_Written task_
In the records below, find the line containing "Mark a dot on every instance of the corrugated"; give it again exactly, along with every line that follows, and nothing else.

-- BEGIN Stored records --

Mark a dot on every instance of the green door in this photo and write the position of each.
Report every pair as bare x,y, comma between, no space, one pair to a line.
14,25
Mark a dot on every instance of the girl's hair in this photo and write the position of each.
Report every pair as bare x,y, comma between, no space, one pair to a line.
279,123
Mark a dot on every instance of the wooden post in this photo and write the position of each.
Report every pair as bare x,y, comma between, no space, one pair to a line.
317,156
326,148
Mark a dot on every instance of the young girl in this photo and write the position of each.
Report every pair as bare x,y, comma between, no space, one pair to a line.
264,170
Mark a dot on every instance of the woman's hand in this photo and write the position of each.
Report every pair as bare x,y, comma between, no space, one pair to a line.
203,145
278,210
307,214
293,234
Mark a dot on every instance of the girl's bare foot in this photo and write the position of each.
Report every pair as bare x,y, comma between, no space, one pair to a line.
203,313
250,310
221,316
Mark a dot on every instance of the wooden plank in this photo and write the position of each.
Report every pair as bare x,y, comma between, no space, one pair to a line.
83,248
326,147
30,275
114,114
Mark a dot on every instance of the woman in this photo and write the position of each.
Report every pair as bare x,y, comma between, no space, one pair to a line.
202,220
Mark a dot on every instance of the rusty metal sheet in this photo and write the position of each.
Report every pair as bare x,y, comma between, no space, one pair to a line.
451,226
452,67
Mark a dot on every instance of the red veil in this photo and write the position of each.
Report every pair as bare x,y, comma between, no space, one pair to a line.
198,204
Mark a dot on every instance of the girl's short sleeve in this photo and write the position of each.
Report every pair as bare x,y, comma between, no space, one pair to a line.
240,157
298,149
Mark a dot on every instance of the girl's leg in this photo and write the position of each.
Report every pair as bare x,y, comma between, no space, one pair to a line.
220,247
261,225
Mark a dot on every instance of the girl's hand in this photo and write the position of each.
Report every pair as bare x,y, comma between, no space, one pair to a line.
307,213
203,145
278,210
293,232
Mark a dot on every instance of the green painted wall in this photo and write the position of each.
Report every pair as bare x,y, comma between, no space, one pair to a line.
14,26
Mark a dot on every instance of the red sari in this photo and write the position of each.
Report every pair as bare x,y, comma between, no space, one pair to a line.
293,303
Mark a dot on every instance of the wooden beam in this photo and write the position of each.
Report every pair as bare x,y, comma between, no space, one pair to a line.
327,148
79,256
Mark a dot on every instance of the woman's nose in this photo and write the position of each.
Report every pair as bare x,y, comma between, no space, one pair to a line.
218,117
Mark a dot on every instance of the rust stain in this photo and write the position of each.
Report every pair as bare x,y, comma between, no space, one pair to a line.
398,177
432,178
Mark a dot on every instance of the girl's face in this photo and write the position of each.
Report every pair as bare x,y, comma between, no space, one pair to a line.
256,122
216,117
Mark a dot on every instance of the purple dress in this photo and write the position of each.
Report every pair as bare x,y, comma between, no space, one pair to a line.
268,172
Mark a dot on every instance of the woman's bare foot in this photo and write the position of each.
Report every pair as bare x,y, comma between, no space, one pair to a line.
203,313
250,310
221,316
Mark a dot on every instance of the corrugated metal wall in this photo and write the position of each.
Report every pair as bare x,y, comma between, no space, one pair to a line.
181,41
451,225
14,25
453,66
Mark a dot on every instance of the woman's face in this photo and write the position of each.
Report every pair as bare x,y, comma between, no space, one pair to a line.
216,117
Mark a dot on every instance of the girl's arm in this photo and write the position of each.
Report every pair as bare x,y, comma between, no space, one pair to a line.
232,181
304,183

-- END Stored records --

_Answer for the task_
Mark a dot on every instance of the corrugated metal wall in this photo and write the position of each.
Report every pair as bare x,y, comma between, no space, one pair to a line.
181,41
451,225
14,25
453,66
Mark a dot on every instance of the woman's face in this photo and write the position of each.
Report every pair as bare x,y, comma between, no space, one pair to a line.
216,117
Mark a dot on every instance of the girl's arm in this photo and write the position of each.
Report every pair as bare x,y, comma between, no space, one pair to a line.
232,181
304,183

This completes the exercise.